> About this task
Would you transcribe each entry exactly as it stands, omitting the pictures?

Images for object localization
--- START ---

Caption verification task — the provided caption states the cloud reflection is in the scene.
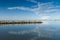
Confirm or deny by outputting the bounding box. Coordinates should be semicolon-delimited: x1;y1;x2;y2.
8;24;56;40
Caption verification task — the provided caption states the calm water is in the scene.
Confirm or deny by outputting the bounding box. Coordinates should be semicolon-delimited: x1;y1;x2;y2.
0;21;60;40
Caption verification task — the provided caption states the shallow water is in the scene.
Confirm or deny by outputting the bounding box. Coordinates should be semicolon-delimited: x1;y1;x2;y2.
0;21;60;40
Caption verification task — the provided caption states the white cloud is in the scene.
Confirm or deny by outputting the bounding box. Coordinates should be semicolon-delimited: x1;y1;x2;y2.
8;2;60;14
26;0;38;3
40;16;50;20
8;0;60;20
8;7;31;10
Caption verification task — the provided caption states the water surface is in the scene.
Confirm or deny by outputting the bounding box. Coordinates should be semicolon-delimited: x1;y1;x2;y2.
0;21;60;40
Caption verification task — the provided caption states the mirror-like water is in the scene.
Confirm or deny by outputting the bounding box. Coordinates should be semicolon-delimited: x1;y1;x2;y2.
0;21;60;40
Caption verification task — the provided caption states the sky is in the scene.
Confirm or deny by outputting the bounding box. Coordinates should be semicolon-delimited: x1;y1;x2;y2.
0;0;60;20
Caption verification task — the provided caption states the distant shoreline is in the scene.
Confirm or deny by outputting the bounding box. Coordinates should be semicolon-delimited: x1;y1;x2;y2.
0;20;42;24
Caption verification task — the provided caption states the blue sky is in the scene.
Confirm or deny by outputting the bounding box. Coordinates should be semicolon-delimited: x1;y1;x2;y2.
0;0;60;20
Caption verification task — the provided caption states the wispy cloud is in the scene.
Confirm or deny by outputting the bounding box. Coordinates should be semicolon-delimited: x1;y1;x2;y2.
8;7;32;11
26;0;38;3
8;0;60;19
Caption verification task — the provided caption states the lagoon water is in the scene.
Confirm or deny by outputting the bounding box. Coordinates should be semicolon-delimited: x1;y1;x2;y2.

--- END ---

> Task answer
Caption verification task — the provided caption states the cloud reflection is in the scene.
Confirm or deny by outputting the bounding box. Coordinates should be semicolon-delimited: x1;y1;x2;y2.
8;24;56;40
Caption verification task — the provided caption states the calm water is in the scene.
Confirm or deny by outputting the bounding box. Coordinates should be semicolon-delimited: x1;y1;x2;y2.
0;21;60;40
Caption verification task — the provided caption states the shallow water is in the scene.
Confirm or deny by outputting the bounding box. Coordinates should be semicolon-delimited: x1;y1;x2;y2.
0;21;60;40
Caption verification task — the provided caption states the white cloud is in the scene.
Confirm or deny by outputting the bounding box. Coordinates should be semicolon-delimited: x1;y1;x2;y2.
8;2;60;14
26;0;38;3
40;16;50;20
8;0;60;20
8;7;31;10
Caption verification task — the provided caption states the water surface is in the scene.
Confirm or deny by outputting the bounding box. Coordinates should be semicolon-delimited: x1;y1;x2;y2.
0;21;60;40
Caption verification task — the provided caption states the mirror-like water is in the scene.
Confirm or deny by outputting the bounding box. Coordinates should be semicolon-delimited: x1;y1;x2;y2.
0;21;60;40
Caption verification task — the provided caption states the sky is in the scene.
Confirm or deny by outputting the bounding box. Coordinates should be semicolon-delimited: x1;y1;x2;y2.
0;0;60;20
Caption verification task — the provided caption states the distant shoreline is in the scene.
Confirm or deny by outputting the bounding box. Coordinates should be semicolon-delimited: x1;y1;x2;y2.
0;20;42;24
Caption verification task — the provided caption states the blue sky is in the scene.
Confirm or deny by outputting the bounding box. Coordinates should be semicolon-delimited: x1;y1;x2;y2.
0;0;60;20
Caption verification task — the provided caption states the wispy cloud is in the scene.
Confirm or deny by outputting the bounding box. Coordinates should be semicolon-delimited: x1;y1;x2;y2.
8;7;32;11
26;0;38;3
8;0;60;19
Caption verification task — the provided caption states the lagoon water is in the scene.
Confirm or deny by outputting the bounding box. Coordinates should be semicolon-delimited: x1;y1;x2;y2.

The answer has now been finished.